* [Problem statement]: The listing below contains a span that opens with the line containing "- Label: storefront glass" and closes with the line containing "- Label: tree foliage". Return that span exactly.

*** Opening Entries provided ***

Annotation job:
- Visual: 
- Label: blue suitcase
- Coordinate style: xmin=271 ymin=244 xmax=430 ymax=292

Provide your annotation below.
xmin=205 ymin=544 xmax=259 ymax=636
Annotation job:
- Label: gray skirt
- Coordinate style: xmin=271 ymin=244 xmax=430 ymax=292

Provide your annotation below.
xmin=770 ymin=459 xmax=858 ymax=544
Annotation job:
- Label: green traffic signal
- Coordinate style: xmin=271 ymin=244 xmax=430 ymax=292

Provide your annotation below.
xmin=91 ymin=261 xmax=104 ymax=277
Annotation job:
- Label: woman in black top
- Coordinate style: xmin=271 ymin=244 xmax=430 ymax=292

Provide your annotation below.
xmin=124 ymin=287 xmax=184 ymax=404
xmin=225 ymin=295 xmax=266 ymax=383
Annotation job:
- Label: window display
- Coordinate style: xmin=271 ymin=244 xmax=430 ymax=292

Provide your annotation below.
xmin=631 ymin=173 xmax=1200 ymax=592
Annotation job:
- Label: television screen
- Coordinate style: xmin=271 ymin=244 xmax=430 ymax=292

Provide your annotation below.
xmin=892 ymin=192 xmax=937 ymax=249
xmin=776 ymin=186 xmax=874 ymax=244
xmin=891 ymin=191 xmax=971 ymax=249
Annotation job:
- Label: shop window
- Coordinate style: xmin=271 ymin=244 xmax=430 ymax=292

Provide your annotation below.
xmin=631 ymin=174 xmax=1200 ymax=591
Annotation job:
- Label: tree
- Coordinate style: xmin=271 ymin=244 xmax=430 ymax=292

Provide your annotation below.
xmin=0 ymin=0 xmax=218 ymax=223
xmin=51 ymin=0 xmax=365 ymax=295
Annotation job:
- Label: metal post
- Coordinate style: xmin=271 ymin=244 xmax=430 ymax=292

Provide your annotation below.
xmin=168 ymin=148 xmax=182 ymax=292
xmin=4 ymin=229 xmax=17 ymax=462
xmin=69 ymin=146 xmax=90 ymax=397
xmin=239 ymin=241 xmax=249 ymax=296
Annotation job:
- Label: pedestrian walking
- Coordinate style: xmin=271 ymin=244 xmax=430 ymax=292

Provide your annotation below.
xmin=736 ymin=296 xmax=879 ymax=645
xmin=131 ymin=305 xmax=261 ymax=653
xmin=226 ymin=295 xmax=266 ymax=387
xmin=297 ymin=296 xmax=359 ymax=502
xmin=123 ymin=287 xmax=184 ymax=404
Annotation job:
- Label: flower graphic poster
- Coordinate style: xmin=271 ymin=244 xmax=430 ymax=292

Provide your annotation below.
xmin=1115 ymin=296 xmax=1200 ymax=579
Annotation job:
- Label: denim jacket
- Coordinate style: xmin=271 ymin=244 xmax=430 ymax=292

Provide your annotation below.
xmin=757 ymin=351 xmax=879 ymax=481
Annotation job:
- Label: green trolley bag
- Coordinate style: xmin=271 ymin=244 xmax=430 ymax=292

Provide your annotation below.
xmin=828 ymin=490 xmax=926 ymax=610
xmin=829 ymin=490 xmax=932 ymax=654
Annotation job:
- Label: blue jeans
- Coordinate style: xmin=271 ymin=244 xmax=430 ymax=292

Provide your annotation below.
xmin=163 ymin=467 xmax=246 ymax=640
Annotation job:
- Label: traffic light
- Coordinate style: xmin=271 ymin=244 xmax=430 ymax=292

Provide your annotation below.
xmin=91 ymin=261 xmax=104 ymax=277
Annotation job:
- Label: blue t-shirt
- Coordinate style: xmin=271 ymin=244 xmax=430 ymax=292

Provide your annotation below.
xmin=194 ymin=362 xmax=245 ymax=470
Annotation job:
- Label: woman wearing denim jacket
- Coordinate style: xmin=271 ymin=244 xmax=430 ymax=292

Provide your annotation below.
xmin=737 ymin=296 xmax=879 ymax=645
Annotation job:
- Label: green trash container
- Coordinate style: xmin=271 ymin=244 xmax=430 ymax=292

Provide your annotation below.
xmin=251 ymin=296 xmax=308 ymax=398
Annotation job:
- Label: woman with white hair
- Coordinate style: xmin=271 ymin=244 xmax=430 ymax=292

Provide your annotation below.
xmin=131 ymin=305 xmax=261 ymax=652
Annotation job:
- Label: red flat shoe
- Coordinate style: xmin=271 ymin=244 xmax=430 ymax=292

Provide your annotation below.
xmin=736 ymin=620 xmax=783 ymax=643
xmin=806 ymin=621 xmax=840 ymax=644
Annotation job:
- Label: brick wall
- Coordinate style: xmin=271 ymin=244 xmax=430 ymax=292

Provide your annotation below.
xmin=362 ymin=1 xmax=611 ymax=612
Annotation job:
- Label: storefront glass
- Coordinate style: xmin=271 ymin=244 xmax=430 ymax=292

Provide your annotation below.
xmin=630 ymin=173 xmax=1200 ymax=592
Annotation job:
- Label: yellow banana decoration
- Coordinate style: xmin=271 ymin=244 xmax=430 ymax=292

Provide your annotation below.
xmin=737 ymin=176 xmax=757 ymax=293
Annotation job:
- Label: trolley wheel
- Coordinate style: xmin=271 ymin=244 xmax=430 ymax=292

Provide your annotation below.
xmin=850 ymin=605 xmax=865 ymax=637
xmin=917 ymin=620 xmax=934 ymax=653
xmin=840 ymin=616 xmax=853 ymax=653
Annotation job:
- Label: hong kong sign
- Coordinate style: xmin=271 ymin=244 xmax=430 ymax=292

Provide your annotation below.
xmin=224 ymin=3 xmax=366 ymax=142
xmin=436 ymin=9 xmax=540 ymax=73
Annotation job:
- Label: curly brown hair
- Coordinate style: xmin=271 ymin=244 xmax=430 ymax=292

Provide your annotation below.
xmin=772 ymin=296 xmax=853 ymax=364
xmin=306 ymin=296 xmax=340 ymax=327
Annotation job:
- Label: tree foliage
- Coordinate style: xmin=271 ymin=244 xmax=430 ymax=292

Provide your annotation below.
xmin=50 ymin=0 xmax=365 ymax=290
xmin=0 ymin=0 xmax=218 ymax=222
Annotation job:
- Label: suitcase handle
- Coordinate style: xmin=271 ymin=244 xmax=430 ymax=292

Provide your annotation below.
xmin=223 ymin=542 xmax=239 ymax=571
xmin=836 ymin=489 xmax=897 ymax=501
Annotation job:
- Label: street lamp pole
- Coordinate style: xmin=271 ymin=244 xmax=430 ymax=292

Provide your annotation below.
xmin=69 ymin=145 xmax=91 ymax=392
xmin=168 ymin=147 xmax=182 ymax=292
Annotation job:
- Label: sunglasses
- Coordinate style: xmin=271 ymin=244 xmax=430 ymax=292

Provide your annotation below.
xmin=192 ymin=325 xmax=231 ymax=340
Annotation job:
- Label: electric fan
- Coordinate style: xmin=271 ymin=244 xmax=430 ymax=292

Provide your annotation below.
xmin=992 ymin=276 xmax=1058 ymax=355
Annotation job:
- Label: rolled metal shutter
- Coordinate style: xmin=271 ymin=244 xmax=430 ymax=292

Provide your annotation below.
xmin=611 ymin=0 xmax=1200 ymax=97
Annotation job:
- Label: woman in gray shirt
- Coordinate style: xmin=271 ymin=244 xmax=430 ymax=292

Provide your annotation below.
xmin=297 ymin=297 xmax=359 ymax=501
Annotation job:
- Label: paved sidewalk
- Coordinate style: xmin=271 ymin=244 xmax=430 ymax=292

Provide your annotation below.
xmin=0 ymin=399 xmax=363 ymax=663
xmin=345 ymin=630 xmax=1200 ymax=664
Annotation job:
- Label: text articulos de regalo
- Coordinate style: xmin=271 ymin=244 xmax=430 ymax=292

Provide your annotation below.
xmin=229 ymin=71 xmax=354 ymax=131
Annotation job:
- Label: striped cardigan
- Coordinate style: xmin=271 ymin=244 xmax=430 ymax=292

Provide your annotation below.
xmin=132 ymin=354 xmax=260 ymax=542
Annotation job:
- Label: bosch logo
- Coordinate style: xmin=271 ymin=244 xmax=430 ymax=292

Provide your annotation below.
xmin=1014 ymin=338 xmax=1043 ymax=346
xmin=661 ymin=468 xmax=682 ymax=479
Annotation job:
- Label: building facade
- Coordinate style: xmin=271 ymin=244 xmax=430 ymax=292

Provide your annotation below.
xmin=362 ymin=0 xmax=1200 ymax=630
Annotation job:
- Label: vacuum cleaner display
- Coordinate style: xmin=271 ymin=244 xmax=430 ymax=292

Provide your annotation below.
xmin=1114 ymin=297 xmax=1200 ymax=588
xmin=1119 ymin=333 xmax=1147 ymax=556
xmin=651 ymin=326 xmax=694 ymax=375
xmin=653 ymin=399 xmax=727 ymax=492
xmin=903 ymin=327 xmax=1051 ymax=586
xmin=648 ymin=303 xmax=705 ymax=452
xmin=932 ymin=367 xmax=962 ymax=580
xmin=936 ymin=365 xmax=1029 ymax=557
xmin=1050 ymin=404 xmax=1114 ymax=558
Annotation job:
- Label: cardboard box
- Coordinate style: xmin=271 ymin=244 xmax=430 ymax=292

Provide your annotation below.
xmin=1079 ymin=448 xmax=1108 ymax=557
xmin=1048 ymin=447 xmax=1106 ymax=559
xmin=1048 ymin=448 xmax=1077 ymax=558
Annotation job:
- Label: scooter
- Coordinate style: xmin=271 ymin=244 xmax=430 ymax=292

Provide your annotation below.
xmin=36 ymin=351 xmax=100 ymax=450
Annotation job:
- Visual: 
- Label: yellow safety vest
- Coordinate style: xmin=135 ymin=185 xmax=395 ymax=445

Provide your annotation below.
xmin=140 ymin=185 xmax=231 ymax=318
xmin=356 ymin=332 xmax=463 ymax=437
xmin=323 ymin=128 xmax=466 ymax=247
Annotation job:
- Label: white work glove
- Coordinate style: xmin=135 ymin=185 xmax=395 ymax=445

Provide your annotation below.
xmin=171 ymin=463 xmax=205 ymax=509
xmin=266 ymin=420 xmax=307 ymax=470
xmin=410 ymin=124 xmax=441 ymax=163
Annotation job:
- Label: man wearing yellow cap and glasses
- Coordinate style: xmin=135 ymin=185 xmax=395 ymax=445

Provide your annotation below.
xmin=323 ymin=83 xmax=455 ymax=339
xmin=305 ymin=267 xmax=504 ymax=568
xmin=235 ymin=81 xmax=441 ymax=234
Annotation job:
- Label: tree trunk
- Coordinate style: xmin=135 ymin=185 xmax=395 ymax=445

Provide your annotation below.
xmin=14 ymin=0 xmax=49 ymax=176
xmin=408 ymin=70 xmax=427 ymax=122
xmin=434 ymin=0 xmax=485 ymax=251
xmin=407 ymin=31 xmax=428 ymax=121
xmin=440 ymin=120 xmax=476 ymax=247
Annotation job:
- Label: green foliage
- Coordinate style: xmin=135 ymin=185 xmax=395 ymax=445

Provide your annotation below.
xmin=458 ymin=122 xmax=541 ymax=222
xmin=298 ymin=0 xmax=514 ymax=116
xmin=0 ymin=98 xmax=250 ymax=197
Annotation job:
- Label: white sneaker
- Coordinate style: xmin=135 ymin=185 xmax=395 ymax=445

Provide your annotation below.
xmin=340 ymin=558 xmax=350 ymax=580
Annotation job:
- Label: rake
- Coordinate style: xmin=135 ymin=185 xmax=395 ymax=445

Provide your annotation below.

*** Closing Entries provided ***

* [Task solution]:
- Label: storefront glass
- Coordinate style: xmin=271 ymin=244 xmax=430 ymax=292

Provide your annotation below.
xmin=630 ymin=173 xmax=1200 ymax=592
Annotation job:
- Label: yellow banana decoration
- Coordinate style: xmin=271 ymin=244 xmax=430 ymax=292

Provide your annotation below.
xmin=737 ymin=176 xmax=757 ymax=293
Annotation job:
- Label: trolley wheel
- Coordinate style: xmin=271 ymin=244 xmax=430 ymax=292

Provide your annotation below.
xmin=850 ymin=605 xmax=865 ymax=637
xmin=917 ymin=620 xmax=934 ymax=653
xmin=840 ymin=616 xmax=853 ymax=653
Annotation job:
- Label: hong kong sign
- Coordinate style: xmin=271 ymin=244 xmax=430 ymax=292

Provide your annotation below.
xmin=224 ymin=3 xmax=366 ymax=142
xmin=436 ymin=9 xmax=540 ymax=73
Annotation job:
- Label: curly brown hair
- Coordinate style: xmin=271 ymin=244 xmax=430 ymax=292

Provide your annotation below.
xmin=772 ymin=296 xmax=853 ymax=364
xmin=306 ymin=296 xmax=340 ymax=327
Annotation job:
- Label: tree foliage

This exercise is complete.